§ PROBLEM TO SOLVE
Write out the listing again with "textured ceiling" replaced by "ceiling surface" and nothing else changed.

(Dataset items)
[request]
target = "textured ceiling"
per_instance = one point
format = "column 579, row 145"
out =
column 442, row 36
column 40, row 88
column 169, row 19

§ SOLVED PROBLEM
[request]
target = "ceiling surface"
per_instance = one point
format = "column 579, row 145"
out =
column 442, row 36
column 40, row 88
column 169, row 19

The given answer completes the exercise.